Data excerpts

--

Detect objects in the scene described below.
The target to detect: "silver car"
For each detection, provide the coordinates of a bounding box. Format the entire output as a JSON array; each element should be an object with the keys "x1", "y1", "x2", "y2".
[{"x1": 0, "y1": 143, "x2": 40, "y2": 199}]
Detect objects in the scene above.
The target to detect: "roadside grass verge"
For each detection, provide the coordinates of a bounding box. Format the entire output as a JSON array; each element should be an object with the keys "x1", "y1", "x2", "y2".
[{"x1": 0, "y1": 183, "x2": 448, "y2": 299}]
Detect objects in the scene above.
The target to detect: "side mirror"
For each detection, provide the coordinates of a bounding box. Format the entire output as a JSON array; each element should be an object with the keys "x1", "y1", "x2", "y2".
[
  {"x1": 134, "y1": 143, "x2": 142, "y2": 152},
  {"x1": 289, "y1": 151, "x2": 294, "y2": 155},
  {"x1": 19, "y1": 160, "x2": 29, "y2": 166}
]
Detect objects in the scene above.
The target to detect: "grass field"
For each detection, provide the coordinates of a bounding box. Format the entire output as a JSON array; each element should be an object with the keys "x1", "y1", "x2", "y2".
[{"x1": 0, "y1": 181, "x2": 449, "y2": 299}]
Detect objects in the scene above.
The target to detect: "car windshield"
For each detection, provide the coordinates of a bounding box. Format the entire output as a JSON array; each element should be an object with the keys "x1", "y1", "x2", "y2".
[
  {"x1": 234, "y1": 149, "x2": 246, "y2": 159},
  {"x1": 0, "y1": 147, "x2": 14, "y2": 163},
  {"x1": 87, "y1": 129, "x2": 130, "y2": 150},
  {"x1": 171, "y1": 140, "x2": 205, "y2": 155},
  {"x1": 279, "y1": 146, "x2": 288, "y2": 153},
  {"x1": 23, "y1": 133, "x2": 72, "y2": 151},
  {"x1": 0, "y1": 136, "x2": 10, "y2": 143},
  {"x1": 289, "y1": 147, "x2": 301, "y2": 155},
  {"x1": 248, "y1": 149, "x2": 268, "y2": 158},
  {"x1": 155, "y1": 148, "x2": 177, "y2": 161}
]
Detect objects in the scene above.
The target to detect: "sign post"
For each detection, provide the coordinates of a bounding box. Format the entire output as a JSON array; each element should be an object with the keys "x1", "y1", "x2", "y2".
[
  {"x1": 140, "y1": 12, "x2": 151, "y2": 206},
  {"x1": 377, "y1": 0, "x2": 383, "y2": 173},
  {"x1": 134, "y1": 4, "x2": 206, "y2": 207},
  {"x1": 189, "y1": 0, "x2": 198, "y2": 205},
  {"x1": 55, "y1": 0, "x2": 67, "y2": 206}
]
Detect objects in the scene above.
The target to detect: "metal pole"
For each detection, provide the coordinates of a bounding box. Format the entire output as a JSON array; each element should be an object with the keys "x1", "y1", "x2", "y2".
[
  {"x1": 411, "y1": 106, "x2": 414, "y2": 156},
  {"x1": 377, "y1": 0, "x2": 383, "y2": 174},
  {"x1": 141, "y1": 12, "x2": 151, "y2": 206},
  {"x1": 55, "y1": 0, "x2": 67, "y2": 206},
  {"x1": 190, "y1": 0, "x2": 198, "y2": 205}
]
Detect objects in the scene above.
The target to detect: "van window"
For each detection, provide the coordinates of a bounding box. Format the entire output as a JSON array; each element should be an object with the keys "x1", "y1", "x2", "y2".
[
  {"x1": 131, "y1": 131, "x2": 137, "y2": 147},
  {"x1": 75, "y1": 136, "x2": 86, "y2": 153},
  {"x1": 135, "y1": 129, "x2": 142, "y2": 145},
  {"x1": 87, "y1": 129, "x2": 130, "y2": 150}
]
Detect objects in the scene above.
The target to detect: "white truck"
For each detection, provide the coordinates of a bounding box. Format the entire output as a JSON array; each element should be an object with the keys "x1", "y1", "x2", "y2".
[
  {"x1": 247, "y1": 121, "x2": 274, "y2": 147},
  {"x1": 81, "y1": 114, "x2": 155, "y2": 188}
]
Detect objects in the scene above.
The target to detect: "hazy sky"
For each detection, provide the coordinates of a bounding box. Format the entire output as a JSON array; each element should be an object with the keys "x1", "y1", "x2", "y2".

--

Activity: Every entry is to be restated word for word.

Response for this exercise:
Detect objects in the scene described below.
The target to detect: "silver car"
For each detection, provide the coordinates of a bounding box. Format the entire output as a JSON array; each element should be an object with the keys "x1", "y1", "x2", "y2".
[{"x1": 0, "y1": 143, "x2": 40, "y2": 199}]
Detect objects in the scene above.
The target to detect: "roadside grass verge"
For each detection, provide the coordinates of a bounding box. Format the entire output as a JSON array; each element should be an object with the keys "x1", "y1", "x2", "y2".
[{"x1": 0, "y1": 183, "x2": 448, "y2": 299}]
Detect objects in the scene above.
The target to detect: "side mirror"
For each detection, provide the coordinates of a bounding box. Format the entire output as a JSON array; each element should be an object with the keys "x1", "y1", "x2", "y2".
[
  {"x1": 134, "y1": 143, "x2": 142, "y2": 152},
  {"x1": 289, "y1": 151, "x2": 294, "y2": 155},
  {"x1": 19, "y1": 160, "x2": 29, "y2": 166}
]
Detect objects in the scene above.
The target to detect: "grass field"
For each detection, provide the coordinates of a bounding box. Format the entire output as a JSON array; each element should be an object with the keys "x1", "y1", "x2", "y2".
[{"x1": 0, "y1": 181, "x2": 449, "y2": 299}]
Detect objects in the scene above.
The target to detect: "car windshield"
For each detection, provide the coordinates of a bounding box. Format the entire output as a JSON array; each element should be an object with the keys "x1", "y1", "x2", "y2".
[
  {"x1": 234, "y1": 149, "x2": 246, "y2": 159},
  {"x1": 0, "y1": 147, "x2": 14, "y2": 163},
  {"x1": 87, "y1": 129, "x2": 130, "y2": 150},
  {"x1": 171, "y1": 140, "x2": 205, "y2": 155},
  {"x1": 279, "y1": 146, "x2": 288, "y2": 153},
  {"x1": 23, "y1": 133, "x2": 72, "y2": 151},
  {"x1": 0, "y1": 136, "x2": 10, "y2": 143},
  {"x1": 289, "y1": 147, "x2": 301, "y2": 155},
  {"x1": 248, "y1": 149, "x2": 268, "y2": 158},
  {"x1": 155, "y1": 148, "x2": 177, "y2": 161}
]
Detect objects in the scene above.
The target to detect: "sign post"
For each detection, provide the coordinates of a bounding box. Format the entire output as a JSON array; each element should be an object with the keys "x1", "y1", "x2", "y2".
[
  {"x1": 140, "y1": 12, "x2": 151, "y2": 206},
  {"x1": 377, "y1": 0, "x2": 383, "y2": 173},
  {"x1": 134, "y1": 4, "x2": 206, "y2": 207},
  {"x1": 189, "y1": 0, "x2": 198, "y2": 205},
  {"x1": 55, "y1": 0, "x2": 67, "y2": 206}
]
Detect objects in the scene above.
The target to detect: "metal pole"
For each detection, provide the coordinates of a bounding box. Format the entire output as a JSON array; each element should be an object with the keys "x1", "y1", "x2", "y2".
[
  {"x1": 411, "y1": 106, "x2": 414, "y2": 156},
  {"x1": 377, "y1": 0, "x2": 383, "y2": 174},
  {"x1": 141, "y1": 12, "x2": 151, "y2": 206},
  {"x1": 55, "y1": 0, "x2": 67, "y2": 206},
  {"x1": 190, "y1": 0, "x2": 198, "y2": 205}
]
Detect objects in the scene above.
The target to detect: "van window"
For each detection, provide the coordinates of a bounding box. Format the entire output as a JSON array; each element should be an object with the keys "x1", "y1", "x2", "y2".
[
  {"x1": 131, "y1": 131, "x2": 137, "y2": 147},
  {"x1": 75, "y1": 136, "x2": 86, "y2": 153},
  {"x1": 135, "y1": 129, "x2": 142, "y2": 145},
  {"x1": 87, "y1": 129, "x2": 130, "y2": 150}
]
Detect objects in the scene above.
The target to detect: "white truck"
For each detection, provide the coordinates of a bounding box. Format the entire output as a JSON array; each element should be an object with the keys "x1", "y1", "x2", "y2".
[
  {"x1": 247, "y1": 121, "x2": 274, "y2": 147},
  {"x1": 81, "y1": 114, "x2": 155, "y2": 188}
]
Detect objects in the scene above.
The target to detect: "hazy sky"
For each detection, provide the coordinates of a bounding box. Format the entire output as a JSON array; each element should be an object with the keys "x1", "y1", "x2", "y2".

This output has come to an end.